Location labeling records:
[start]

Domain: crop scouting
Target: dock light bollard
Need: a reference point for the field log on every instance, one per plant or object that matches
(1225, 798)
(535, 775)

[end]

▶ [Aim of the task]: Please write out every line of the items above again, requests included, multiplying each coordinate in the answers by 1.9 and rounding to the nearest whole number, with halves rounded up.

▶ [Task output]:
Domain: crop scouting
Target: dock light bollard
Need: a reference point for the field log on every instance, one per plant or object that matches
(2328, 1516)
(1017, 1473)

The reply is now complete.